==== Task data

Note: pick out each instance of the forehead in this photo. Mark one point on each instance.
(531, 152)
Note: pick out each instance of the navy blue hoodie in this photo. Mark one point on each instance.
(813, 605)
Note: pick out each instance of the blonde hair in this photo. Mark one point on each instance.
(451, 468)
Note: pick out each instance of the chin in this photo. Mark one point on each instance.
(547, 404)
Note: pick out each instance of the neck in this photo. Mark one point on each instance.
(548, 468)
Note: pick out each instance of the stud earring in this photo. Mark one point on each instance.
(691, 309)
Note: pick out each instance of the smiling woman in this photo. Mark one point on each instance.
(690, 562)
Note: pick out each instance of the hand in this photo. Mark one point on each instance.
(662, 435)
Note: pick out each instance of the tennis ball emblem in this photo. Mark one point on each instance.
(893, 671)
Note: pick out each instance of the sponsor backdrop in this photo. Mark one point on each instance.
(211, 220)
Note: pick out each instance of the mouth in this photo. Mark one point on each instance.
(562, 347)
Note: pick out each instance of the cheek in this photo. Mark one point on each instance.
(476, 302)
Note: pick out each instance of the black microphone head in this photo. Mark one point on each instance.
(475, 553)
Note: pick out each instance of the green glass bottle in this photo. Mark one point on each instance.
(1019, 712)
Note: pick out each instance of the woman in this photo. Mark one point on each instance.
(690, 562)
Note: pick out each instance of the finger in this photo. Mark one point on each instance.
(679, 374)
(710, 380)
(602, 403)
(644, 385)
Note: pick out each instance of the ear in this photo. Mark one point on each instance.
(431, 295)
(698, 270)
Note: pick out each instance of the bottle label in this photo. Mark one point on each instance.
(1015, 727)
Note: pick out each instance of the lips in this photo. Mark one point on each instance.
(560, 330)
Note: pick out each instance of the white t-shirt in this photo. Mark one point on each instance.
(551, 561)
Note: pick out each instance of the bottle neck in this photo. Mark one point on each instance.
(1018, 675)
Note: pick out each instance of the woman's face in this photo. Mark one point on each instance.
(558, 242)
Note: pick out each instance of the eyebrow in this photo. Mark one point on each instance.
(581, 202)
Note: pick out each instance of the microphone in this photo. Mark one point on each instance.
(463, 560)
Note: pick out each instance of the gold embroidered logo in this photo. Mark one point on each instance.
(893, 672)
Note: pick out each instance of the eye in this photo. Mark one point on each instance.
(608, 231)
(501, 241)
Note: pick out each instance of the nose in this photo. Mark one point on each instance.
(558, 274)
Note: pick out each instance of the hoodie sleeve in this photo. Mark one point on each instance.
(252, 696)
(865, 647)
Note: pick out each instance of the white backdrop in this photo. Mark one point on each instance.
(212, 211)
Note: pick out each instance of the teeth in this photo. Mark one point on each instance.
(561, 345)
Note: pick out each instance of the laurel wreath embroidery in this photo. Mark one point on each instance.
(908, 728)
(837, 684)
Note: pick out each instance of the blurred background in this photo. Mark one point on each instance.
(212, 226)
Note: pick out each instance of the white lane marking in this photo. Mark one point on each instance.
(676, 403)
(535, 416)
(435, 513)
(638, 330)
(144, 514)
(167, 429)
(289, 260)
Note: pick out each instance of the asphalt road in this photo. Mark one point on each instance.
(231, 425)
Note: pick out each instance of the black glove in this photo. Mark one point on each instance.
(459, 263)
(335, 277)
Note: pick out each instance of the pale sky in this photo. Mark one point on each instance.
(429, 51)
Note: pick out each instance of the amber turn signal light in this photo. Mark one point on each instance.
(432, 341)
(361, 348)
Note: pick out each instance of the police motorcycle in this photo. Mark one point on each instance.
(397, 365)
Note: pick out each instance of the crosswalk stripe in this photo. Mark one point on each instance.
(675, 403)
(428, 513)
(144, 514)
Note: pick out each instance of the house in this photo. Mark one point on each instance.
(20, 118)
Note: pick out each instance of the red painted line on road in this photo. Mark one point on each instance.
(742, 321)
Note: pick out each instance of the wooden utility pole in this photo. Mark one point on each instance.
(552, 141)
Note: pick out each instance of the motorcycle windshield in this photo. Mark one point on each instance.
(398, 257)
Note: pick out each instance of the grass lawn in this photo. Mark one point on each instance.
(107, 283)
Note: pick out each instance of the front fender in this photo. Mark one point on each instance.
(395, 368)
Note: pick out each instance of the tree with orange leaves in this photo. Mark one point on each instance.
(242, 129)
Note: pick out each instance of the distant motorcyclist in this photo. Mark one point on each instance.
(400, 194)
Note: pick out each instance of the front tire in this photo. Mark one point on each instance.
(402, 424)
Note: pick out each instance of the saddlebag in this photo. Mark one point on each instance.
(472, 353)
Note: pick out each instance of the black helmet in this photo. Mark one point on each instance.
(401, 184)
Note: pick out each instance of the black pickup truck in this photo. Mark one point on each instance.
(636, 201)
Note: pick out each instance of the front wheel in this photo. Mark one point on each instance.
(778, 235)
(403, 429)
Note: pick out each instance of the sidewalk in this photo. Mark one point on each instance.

========

**Problem description:**
Each entry above is to be quoted exactly.

**Result of this exercise:**
Note: pick out each instance of the forehead in this photo. Mark one point on each instance.
(531, 152)
Note: pick out each instance of the navy blue hoodie in this photo. Mark one point on each instance.
(813, 605)
Note: pick out each instance of the blonde hair in this photo. Mark one point on each instance.
(451, 468)
Note: pick out each instance of the chin in this photo. Mark one point on each instance.
(547, 404)
Note: pick out each instance of the neck in this photo. Mark one point on each instance.
(548, 468)
Note: pick out each instance of the stud earring in this photo. Mark one point on each instance.
(691, 309)
Note: pick out each instance of the smiling woman in this photo. Mark one point on each instance.
(690, 562)
Note: pick out each instance of the hand in this photo. Mark one point on each instance.
(662, 435)
Note: pick out each instance of the tennis ball emblem in this photo. Mark one point on each instance.
(893, 671)
Note: pick out each instance of the sponsor backdrop in this photo. Mark one point on each instance.
(211, 220)
Note: pick out each instance of the mouth in this photo. Mark one point on each instance.
(562, 347)
Note: pick out each instance of the cheek in this photo. Mark one point on each instance.
(476, 302)
Note: pick out each instance of the black microphone head in this photo. Mark one point on each instance.
(475, 553)
Note: pick out each instance of the green glass bottle in this photo. Mark one point on each instance.
(1019, 712)
Note: pick out each instance of the woman in this photo. Mark one point on each instance.
(690, 562)
Note: pick out each instance of the finger in this photo. Mark one point on each instance.
(679, 374)
(710, 380)
(602, 403)
(644, 385)
Note: pick out each instance of the ear in this photo. Mark one point on each instance.
(431, 295)
(698, 270)
Note: pick out each instance of the bottle label in this photo. Mark one point on each instance.
(1015, 727)
Note: pick out each instance of the lips in this photo. Mark one point on each instance.
(560, 330)
Note: pick out each instance of the white t-shirt in this photo. Mark one point on each instance.
(551, 561)
Note: pick out each instance of the bottle neck in this photo. Mark one point on each instance.
(1018, 675)
Note: pick out each instance of the woman's face in this photo. Mark one point on each instance.
(558, 242)
Note: pick out each instance of the eyebrow in this photo. Mark one point on each instance.
(581, 202)
Note: pick out each instance of the microphone in this photo. Mark one point on each instance.
(463, 560)
Note: pick out each instance of the gold embroidered logo in this photo. Mark one point on each instance.
(893, 672)
Note: pick out each instance of the eye in this photo. Mark one point on each instance.
(608, 231)
(501, 241)
Note: pick out each instance of the nose in this photo. Mark one point on each instance.
(558, 274)
Note: pick out each instance of the hoodie sleeve in this photo. Mark one point on each instance.
(252, 696)
(865, 647)
Note: pick out each instance of the white backdrop in this photo. Mark one point on each instance.
(212, 211)
Note: pick out each instance of the teeth in this photo. Mark one point on each instance.
(561, 345)
Note: pick out each instance of the laurel wreath embroidery in this photo. Mark one point on each instance.
(908, 728)
(837, 684)
Note: pick out each instance of the blurred background in this photo. Mark one point on each instance.
(212, 226)
Note: pick out each instance of the white lane marking in this photo. Mark one point on each instance.
(676, 403)
(535, 416)
(435, 513)
(638, 330)
(144, 514)
(167, 429)
(289, 260)
Note: pick out each instance of the asphalt road in this photo. Mark one point on each instance.
(231, 425)
Note: pick out each instance of the black glove in this photo. Mark one point on each instance.
(459, 263)
(335, 277)
Note: pick out each instance of the pale sky in this photo. Mark one point on each instance.
(429, 51)
Note: pick out each instance of the amber turn signal light in this photo. Mark one point on each instance.
(432, 341)
(361, 348)
Note: pick out each instance of the police motorcycle in this photo. Mark one point on each instance.
(397, 365)
Note: pick out each instance of the crosswalk stripe in this photo. Mark one point on each instance.
(675, 403)
(428, 513)
(144, 514)
Note: pick out each instance of the house in this photo. Mark one point on each instance.
(20, 118)
Note: pick out each instance of the red painted line on road in this photo. Mark one point on each instance.
(742, 321)
Note: pick out each instance of the wooden utility pole in this photo. Mark one point on each instance.
(552, 141)
Note: pick out each instance of the motorcycle windshield in this photo. Mark one point on each instance.
(398, 257)
Note: pick out each instance of the grass lawn in this photo. Mark one point on each instance.
(107, 283)
Note: pick out each instance of the front fender in this photo. Mark one point on each instance.
(395, 368)
Note: pick out each instance of the tree with orange leaves in this photo. Mark one point on each instance.
(242, 129)
Note: pick out each instance of the distant motorcyclist in this photo. Mark one point on each instance.
(400, 194)
Note: pick out each instance of the front tire in this photo. Mark one point on each instance.
(402, 424)
Note: pick out each instance of the saddlebag in this photo. Mark one point on each instance.
(472, 353)
Note: pick out each instance of the black helmet in this photo. Mark one point on each instance.
(401, 184)
Note: pick out each instance of the black pickup truck in this photo. Mark one point on each instance.
(636, 201)
Note: pick out each instance of the front wheel in this photo. Mark one point on each instance.
(778, 235)
(403, 429)
Note: pick out each instance of the sidewalk in this photo. Mark one point on each instance.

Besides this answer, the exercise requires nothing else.